_SELECTED EXCERPT_:
Read: Luke 2:25-35; Psalm 130:5-6


As I write this, there are fewer than three weeks until Christmas and less than a month before we will need to write 2020 rather than 2019. As with all days and weeks in a year, some have flown by quicker than the time needed to catch a snowflake on my tongue and some have played out slowly like trying to trudge through sludge while wearing heavy boots. The circumstances that we're walking through have a great deal to do with this disparity.


If you are like me as you look back through the months of this past year, you have seen the Lord answer prayers. Thank You Lord. However, that truth is far from the whole picture. If your life mirrors my own, you're still waiting for the Lord to act in a myriad of

circumstances:

  1. Perhaps there are loved ones who haven't yet given their lives to Jesus. Maybe they don't yet even seem to be softening toward Him.

  2. Perhaps you still face a closed door concerning a ministry that is close to your heart. Maybe the circumstances or people who are standing in the way seem immovable.

Coordinate annotation entries

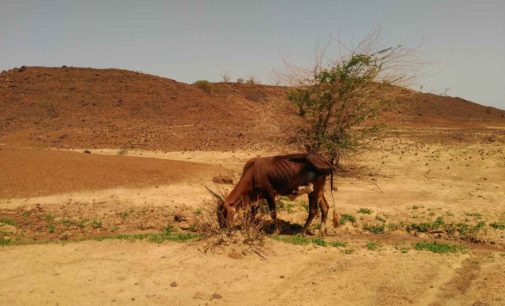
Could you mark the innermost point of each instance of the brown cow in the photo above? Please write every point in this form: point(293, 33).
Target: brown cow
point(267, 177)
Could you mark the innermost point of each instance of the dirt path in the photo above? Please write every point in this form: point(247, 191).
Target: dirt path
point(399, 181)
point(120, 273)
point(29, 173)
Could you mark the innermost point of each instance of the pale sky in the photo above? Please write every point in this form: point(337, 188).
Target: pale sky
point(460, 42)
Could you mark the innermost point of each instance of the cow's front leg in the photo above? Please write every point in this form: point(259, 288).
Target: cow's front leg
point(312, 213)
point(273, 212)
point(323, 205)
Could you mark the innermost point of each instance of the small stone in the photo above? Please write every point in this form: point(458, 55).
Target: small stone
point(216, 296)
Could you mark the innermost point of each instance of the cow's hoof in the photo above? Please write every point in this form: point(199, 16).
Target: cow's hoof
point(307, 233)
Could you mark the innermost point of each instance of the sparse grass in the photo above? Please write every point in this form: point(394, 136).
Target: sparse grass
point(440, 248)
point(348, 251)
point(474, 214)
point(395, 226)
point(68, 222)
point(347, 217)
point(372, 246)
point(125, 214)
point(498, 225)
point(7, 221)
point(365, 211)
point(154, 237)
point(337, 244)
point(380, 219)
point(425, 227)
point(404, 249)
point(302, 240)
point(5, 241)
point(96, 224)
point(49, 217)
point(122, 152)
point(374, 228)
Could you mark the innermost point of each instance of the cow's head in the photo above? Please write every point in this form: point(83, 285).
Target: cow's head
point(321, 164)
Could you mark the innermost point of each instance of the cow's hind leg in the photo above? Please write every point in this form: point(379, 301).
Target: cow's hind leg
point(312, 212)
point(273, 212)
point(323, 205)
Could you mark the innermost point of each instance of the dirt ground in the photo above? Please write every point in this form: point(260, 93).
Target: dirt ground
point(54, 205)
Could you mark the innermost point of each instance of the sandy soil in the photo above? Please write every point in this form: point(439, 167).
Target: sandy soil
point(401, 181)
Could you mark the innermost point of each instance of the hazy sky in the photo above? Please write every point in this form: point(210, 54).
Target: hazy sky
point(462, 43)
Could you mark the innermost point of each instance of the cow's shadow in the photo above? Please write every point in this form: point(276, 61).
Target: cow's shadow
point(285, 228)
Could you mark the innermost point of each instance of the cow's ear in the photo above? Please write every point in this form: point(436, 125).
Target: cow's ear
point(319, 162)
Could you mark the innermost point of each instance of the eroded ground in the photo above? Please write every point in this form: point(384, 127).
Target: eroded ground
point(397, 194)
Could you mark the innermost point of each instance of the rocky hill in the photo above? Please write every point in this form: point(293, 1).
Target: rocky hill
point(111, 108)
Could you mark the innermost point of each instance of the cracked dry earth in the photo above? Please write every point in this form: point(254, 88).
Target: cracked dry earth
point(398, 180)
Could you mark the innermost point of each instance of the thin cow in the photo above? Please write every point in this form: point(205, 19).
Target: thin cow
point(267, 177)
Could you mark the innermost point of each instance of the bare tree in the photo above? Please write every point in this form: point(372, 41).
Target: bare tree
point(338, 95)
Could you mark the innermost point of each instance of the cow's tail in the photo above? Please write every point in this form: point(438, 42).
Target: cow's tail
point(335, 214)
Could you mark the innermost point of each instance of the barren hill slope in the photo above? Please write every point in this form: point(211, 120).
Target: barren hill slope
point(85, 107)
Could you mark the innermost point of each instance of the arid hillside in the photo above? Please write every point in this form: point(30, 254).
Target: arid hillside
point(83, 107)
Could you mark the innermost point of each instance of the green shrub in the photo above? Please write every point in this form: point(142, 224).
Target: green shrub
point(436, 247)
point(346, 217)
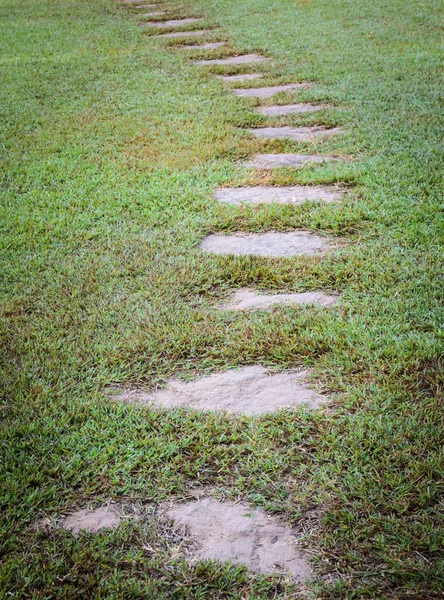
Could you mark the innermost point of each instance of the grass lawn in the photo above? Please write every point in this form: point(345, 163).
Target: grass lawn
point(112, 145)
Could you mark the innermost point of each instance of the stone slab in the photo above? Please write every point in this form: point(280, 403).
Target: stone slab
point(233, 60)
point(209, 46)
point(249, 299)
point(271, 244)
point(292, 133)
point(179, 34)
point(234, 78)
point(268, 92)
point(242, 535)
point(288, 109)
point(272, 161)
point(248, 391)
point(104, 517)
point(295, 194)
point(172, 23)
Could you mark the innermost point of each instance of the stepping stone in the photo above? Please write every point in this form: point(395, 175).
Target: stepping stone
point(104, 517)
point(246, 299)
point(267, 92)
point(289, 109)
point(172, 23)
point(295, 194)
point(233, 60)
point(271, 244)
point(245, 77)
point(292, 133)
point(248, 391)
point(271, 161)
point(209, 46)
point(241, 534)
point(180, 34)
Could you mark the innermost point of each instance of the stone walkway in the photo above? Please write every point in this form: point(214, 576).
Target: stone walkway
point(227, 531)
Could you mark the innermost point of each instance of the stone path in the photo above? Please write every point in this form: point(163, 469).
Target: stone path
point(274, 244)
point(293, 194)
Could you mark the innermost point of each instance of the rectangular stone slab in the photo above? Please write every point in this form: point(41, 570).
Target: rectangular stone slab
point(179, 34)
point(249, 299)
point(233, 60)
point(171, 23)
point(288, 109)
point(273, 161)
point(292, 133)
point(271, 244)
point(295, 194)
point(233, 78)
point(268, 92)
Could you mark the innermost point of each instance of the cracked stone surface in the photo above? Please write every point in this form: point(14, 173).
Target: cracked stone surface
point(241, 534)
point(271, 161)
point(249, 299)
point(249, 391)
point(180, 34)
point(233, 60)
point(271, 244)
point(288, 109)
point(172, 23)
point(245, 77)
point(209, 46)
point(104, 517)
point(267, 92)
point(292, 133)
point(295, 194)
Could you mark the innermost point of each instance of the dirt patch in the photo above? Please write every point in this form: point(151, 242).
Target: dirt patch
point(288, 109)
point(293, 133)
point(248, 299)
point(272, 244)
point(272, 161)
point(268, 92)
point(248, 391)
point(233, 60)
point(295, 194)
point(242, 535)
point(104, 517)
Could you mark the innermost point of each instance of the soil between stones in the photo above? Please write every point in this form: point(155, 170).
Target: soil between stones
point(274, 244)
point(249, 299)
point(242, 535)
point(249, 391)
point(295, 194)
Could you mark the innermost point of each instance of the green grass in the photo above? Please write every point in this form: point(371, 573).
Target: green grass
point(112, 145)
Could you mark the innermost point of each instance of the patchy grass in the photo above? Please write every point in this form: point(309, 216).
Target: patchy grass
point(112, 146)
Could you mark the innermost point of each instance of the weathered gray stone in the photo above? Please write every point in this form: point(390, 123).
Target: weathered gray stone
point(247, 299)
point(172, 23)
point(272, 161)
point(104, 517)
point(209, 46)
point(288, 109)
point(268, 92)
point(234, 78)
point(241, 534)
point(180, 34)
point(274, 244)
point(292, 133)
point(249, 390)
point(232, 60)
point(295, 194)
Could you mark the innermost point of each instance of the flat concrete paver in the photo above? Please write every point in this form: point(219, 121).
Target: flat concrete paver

_WORK INSTRUCTIONS_:
a. In the devotional on waiting, how long does the writer say it is until Christmas?
b. Copy from the devotional on waiting the passage that begins with the words containing "As I write this, there" and ends with "softening toward Him.".
c. Write what comes next in the devotional on waiting, picking up after its final sentence.
The entries come from a separate source, not from the devotional on waiting.

_OUTPUTS BY TASK_:
a. Fewer than three weeks.

b.
As I write this, there are fewer than three weeks until Christmas and less than a month before we will need to write 2020 rather than 2019. As with all days and weeks in a year, some have flown by quicker than the time needed to catch a snowflake on my tongue and some have played out slowly like trying to trudge through sludge while wearing heavy boots. The circumstances that we're walking through have a great deal to do with this disparity.


If you are like me as you look back through the months of this past year, you have seen the Lord answer prayers. Thank You Lord. However, that truth is far from the whole picture. If your life mirrors my own, you're still waiting for the Lord to act in a myriad of

circumstances:

  1. Perhaps there are loved ones who haven't yet given their lives to Jesus. Maybe they don't yet even seem to be softening toward Him.

c.
  3. Perhaps a health challenge that you or a loved one is dealing with remains unresolved.

  4. Perhaps you feel invisible and lonely, even though people are all around you.

  5. Perhaps...!

Whatever the circumstances that have continue to be unresolved, one thing is certainly true. We don't like waiting. When the voice on the phone says what my approximate waiting time will be, and then they add more minutes, I don't even like that additional wait. Fortunately, there is a vast difference between waiting for people to act on our behalf and waiting for the Lord's will to be carried out in our lives.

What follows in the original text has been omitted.